:: WHAT YOU SHOULD DO ::
Once the line containing "Query: red crowd" is found, copy it and each subsequent line exactly. Stop at the end of the records below.

:: DATASET EXCERPTS ::
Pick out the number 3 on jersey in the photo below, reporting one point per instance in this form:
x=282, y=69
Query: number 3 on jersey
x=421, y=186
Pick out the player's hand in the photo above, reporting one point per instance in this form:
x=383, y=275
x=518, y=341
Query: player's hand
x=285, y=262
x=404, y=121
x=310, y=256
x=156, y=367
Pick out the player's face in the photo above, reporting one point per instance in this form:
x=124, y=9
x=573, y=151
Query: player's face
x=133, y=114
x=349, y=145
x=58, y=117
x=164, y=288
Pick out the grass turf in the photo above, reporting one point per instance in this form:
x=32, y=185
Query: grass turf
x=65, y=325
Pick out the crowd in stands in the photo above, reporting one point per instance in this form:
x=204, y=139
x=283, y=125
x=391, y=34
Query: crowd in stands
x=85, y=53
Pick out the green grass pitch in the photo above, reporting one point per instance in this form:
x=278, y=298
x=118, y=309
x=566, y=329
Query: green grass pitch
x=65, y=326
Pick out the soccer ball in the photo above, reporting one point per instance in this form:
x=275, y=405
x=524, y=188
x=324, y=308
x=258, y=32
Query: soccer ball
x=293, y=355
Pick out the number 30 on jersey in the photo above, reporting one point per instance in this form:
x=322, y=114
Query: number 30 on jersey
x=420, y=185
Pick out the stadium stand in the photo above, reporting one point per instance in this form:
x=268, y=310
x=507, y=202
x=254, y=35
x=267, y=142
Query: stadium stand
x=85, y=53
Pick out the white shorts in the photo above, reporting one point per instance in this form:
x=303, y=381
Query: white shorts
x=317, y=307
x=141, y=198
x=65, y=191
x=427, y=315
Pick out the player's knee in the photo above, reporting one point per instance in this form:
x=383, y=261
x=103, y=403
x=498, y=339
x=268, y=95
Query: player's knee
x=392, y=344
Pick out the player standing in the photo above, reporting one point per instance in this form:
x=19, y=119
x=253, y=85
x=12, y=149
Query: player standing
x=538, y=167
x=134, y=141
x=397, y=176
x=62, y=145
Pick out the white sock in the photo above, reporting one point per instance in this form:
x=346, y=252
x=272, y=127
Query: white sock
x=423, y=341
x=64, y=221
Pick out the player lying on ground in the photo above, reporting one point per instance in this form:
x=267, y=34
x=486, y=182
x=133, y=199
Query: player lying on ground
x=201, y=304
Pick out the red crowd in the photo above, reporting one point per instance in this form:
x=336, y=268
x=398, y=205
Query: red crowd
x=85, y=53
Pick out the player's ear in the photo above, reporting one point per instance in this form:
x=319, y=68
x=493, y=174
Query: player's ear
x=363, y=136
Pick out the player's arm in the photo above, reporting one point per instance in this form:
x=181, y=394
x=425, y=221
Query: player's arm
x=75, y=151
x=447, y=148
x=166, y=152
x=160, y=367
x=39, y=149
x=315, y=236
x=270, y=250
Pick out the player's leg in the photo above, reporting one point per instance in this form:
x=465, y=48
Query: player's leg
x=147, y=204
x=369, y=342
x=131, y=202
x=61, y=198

:: SOLUTION TO THIS TASK ::
Query: red crowd
x=85, y=53
Pick out the player's ear in the photo above, reporting one point per instance in this form:
x=319, y=68
x=493, y=174
Query: player's ear
x=363, y=136
Pick out the player's arm in the photo above, reporting one point per instance in this form:
x=181, y=394
x=425, y=221
Query: player's arm
x=75, y=151
x=447, y=148
x=166, y=152
x=160, y=367
x=39, y=149
x=315, y=236
x=270, y=250
Pick out the player's leg in the photo above, reporting one point per instance in this form:
x=465, y=48
Query: player's leg
x=147, y=204
x=369, y=342
x=131, y=202
x=61, y=198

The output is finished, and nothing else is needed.